=== What the task requires ===
Retype every record below exactly as it appears.

------------------------------------------------------------------------

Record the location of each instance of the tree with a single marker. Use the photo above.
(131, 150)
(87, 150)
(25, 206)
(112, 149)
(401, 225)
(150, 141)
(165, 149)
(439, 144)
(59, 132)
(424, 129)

------------------------------------------------------------------------

=== Solved problem ===
Record the location of each instance of the tree with a single marker. Use the photo above.
(131, 150)
(87, 150)
(25, 206)
(112, 149)
(401, 225)
(150, 141)
(165, 149)
(439, 144)
(59, 132)
(424, 129)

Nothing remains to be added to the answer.